Word for word, restate every entry shown below.

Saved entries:
Segment Open
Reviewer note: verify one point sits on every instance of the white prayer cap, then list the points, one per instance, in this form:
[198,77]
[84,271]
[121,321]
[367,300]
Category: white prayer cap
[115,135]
Segment Closed
RESPONSE FOR THIS EXERCISE ->
Reviewer note: verify one point sits on every instance of the white prayer cap, then list the points, one per instance, in this form:
[198,77]
[84,271]
[121,321]
[367,300]
Category: white prayer cap
[115,135]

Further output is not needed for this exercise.